[Region labeling records]
'''

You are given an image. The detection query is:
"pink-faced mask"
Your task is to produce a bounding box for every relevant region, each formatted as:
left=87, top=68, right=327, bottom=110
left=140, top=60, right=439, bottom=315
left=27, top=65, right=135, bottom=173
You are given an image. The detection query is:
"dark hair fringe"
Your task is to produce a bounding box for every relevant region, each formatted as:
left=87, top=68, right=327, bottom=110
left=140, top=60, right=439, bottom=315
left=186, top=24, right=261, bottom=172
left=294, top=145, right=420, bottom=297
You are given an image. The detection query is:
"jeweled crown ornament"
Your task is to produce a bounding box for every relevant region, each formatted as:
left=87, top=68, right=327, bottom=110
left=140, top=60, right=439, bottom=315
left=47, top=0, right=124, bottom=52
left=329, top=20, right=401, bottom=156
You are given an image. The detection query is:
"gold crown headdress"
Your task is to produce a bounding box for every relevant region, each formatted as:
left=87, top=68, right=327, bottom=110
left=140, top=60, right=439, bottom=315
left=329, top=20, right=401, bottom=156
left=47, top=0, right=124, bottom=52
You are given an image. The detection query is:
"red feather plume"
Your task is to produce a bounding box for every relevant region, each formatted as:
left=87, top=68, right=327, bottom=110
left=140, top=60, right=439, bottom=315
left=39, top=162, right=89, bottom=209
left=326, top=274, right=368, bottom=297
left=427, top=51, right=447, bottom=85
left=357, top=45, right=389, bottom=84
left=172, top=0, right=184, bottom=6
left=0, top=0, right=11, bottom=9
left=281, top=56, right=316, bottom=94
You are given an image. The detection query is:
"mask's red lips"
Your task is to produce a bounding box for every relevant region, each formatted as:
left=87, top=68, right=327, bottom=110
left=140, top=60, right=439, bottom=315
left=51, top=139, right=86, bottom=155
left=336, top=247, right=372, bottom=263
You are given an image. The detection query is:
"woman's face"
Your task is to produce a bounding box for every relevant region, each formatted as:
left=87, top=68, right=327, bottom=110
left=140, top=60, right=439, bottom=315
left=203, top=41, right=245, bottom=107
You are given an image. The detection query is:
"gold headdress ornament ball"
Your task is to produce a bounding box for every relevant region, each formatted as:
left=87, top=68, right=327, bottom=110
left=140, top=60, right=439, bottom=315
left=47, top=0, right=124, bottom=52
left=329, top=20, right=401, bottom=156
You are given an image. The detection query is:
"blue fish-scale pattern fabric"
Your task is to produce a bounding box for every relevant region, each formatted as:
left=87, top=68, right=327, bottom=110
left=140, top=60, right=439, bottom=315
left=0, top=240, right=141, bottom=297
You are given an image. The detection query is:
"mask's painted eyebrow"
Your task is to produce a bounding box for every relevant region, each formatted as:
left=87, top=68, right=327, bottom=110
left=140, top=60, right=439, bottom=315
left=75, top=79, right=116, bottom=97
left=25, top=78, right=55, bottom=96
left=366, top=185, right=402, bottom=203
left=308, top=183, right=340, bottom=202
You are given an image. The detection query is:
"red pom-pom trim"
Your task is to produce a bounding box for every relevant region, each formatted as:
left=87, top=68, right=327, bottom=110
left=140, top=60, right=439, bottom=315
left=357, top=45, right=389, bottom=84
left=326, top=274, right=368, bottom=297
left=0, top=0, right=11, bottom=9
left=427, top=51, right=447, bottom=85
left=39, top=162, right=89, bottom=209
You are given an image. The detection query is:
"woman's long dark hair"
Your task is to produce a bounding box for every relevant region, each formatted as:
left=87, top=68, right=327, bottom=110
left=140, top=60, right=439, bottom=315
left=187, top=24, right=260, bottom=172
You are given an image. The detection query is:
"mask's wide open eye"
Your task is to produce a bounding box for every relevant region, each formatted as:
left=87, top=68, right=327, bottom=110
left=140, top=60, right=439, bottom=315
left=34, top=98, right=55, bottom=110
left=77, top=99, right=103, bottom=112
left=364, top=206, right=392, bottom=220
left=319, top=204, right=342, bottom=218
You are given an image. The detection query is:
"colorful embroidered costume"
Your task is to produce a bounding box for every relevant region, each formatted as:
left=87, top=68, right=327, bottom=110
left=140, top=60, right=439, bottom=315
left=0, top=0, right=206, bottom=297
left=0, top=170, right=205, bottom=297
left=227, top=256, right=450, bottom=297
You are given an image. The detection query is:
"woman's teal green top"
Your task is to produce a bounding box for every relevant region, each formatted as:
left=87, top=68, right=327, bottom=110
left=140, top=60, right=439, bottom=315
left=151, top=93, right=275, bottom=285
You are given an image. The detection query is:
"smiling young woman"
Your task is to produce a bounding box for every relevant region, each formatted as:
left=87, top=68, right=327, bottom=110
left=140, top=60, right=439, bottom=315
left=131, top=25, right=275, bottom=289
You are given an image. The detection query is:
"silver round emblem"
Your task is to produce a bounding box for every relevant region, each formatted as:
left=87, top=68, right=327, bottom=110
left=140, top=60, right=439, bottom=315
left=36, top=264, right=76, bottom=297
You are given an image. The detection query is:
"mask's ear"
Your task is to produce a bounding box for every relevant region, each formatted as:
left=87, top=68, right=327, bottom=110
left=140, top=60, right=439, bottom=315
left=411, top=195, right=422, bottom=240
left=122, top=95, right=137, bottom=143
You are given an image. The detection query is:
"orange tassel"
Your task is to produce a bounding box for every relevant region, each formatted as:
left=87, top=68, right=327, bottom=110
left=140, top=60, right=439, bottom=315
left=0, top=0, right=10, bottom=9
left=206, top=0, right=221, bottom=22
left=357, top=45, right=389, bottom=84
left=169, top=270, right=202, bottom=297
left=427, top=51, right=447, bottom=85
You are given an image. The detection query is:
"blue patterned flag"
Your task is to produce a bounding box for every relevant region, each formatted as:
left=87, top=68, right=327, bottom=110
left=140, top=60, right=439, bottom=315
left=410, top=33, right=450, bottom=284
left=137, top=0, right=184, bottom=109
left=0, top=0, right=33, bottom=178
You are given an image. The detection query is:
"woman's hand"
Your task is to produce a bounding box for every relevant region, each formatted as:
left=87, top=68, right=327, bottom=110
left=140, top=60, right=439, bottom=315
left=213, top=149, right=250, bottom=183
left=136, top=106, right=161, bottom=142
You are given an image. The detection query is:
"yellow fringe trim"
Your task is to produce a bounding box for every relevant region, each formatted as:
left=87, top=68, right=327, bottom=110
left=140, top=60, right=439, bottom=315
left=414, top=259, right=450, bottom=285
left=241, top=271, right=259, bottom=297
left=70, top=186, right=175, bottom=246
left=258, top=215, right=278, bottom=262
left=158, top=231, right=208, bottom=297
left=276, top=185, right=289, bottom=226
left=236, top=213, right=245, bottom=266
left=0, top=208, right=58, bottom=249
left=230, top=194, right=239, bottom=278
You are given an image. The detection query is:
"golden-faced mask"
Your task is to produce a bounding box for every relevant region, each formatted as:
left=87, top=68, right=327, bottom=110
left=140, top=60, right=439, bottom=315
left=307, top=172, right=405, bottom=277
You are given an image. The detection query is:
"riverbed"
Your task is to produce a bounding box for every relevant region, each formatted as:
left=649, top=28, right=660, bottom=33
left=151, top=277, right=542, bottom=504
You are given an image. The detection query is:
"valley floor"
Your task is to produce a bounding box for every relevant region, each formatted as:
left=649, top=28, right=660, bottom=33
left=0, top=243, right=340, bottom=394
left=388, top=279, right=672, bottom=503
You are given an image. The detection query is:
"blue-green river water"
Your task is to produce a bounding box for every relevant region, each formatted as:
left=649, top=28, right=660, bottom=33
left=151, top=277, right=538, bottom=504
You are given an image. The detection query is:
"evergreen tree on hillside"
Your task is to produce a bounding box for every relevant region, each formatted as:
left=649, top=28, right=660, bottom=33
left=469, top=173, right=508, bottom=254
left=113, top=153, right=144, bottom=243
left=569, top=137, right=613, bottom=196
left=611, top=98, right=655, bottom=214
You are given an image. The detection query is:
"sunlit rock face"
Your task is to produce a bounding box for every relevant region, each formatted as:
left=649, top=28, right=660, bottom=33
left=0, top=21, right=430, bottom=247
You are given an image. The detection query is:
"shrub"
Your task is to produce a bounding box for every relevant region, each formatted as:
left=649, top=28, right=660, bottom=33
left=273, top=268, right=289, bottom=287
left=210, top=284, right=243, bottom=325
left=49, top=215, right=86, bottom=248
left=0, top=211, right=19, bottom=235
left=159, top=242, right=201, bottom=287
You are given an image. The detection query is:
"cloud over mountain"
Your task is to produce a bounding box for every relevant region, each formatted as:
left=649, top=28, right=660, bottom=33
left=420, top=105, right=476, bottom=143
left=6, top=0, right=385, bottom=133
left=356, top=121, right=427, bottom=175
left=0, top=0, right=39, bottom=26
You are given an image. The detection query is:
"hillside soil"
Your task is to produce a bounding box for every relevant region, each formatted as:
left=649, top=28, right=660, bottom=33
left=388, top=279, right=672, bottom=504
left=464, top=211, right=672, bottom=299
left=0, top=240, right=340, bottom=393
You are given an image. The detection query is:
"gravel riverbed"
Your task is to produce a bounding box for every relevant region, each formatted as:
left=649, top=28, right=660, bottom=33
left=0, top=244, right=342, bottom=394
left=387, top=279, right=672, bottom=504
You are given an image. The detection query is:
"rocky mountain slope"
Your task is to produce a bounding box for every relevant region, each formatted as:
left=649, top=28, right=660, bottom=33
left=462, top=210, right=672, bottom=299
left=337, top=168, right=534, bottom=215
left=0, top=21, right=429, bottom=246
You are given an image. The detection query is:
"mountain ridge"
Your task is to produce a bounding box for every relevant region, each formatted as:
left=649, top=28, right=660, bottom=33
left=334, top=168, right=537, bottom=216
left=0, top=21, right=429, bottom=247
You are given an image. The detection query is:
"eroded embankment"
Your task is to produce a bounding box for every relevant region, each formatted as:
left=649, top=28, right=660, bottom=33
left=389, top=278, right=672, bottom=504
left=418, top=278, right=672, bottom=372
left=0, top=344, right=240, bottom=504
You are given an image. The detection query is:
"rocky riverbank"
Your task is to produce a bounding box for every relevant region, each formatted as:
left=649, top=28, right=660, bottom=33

'''

**Description of the task:**
Which lines in the listing above contain the string "rocky"? Pull each of them out.

**Worked answer:**
"rocky mountain slope"
"rocky riverbank"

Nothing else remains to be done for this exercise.